# PROVIDED TEXT
>>>
Visualization of the key findings of the Delphi study and their relevance with regard to climate action and cocreation

In deviation from Brush et al. (2020) and Drahota et al. (2016), notably, little consensus was achieved in relation to statements in the Resources category. This might be explained by the only statement that actually achieved consensus in this category: “Solutions to the climate challenge are quite numerous and diverse. The means to put them into practice vary greatly among the sectors concerned” (86%). While climate change adaptation and mitigation without financial resources was considered rather ambitious/unlikely, there is strong potential and a clear opportunity to advance cocreative climate adaptation and mitigation throughout the EU and beyond. As one panel member stated: “With creativity it would be possible to find innovative solutions, but without financial resources, most of them probably won't be developed.”

Conclusion

The results of the study show how community-academic partnerships may be structured and designed to ensure that all stakeholders are fully involved and positive contributions to climate change adaptation and mitigation can actually be made. Overall, the results confirm existing findings on the success factors for community-academic partnerships and are also applicable to partnerships concerned with climate change adaptation and mitigation. However, the relevance of hands on-activities (supporting horizontality between all stakeholders) and supportive tools (such as apps or a mapping system to make certain issues visible and tangible for local stakeholders) is much more prominent than in the literature.
<<<
(Records from a collection)
>>>
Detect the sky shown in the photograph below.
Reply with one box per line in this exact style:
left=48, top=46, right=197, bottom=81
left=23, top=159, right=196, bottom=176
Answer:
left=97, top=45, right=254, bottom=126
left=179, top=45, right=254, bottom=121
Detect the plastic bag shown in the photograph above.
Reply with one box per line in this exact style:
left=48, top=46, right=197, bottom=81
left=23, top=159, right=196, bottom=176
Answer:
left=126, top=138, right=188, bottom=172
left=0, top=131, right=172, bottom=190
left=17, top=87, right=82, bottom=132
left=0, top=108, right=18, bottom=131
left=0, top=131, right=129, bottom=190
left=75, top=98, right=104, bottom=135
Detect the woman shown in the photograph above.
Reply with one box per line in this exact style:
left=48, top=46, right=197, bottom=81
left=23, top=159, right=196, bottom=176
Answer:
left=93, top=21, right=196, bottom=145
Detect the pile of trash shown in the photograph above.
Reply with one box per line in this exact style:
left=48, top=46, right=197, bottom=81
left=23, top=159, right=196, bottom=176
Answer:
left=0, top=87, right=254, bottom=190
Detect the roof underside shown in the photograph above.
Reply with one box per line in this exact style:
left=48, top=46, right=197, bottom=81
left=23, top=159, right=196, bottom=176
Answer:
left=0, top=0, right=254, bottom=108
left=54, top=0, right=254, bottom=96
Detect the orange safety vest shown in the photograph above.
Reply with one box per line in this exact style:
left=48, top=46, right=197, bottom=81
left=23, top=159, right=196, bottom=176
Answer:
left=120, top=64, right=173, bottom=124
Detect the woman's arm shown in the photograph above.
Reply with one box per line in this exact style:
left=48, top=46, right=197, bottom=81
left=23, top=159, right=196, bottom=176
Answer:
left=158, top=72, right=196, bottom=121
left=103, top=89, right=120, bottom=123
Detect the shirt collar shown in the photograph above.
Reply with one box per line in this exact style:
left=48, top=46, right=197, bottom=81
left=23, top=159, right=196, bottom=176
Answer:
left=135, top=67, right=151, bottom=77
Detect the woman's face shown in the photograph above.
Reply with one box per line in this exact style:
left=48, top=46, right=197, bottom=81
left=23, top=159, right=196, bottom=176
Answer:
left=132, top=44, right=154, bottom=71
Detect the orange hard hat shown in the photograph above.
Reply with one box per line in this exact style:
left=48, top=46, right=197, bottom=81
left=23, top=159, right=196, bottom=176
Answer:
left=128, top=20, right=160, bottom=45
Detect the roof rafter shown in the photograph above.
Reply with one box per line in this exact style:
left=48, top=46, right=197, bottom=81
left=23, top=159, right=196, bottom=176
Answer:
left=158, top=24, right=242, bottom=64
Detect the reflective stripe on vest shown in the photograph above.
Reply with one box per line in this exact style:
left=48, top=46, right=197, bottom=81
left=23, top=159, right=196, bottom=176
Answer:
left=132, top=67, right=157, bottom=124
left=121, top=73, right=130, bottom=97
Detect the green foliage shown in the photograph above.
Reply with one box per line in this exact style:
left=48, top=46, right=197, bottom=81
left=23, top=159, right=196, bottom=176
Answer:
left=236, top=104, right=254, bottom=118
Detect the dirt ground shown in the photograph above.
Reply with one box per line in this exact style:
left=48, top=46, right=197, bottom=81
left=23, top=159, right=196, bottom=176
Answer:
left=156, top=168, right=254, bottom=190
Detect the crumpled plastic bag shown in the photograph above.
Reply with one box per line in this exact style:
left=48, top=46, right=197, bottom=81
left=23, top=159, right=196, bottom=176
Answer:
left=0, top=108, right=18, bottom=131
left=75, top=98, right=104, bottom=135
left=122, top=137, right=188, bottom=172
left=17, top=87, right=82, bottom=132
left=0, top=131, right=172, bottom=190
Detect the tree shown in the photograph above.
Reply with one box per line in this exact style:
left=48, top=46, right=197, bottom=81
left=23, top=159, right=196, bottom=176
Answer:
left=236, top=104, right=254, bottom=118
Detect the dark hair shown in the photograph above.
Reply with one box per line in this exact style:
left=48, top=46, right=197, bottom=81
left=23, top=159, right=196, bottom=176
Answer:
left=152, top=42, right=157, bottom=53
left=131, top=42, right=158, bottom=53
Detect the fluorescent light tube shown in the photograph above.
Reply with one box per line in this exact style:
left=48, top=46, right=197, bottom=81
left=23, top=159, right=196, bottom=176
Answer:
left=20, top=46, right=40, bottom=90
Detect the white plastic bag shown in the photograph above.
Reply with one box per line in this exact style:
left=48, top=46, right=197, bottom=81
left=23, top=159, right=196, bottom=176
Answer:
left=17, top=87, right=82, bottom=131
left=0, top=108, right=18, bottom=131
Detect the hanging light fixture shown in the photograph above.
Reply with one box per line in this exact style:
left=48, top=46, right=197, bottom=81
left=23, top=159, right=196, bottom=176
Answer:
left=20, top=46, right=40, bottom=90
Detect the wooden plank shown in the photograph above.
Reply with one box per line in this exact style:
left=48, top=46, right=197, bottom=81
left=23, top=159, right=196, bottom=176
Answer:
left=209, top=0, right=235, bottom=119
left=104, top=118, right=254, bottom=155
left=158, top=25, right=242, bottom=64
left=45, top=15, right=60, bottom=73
<<<
# OBJECTIVE
Can you continue the text on the Delphi study of climate partnerships, picking up right after its final sentence? The entries have no connection to the text on the Delphi study.

# WRITTEN RESPONSE
Thus, to move forward in effective community-academic partnerships on climate change mitigation and adaptation, this research revealed that, besides a thoughtful communication strategy, activities in which community members and academics work side-by-side need to be included. This supports an equal partnership and cooperation at eye level. In addition, the complexity of climate change issues and the existing different perceptions of them have to be addressed and reflected within the working process of the partnership ensuring a common knowledge base. For this, the state of the art digital tools and visualization techniques should be taken into account. Finally, the results of the Delphi study revealed that a conscious negotiation process on the common understanding of success, effectiveness, efficiency, and institutionalization is crucial to facilitate the community-academic partnership.

Further research should analyze more closely whether the results can be generalized to other world regions (Lang, et al., 2012). Follow-up studies with experts from countries outside Europe are therefore required, as are evaluation studies that follow community-academic partnerships on climate change adaptation and mitigation over a longer period of time.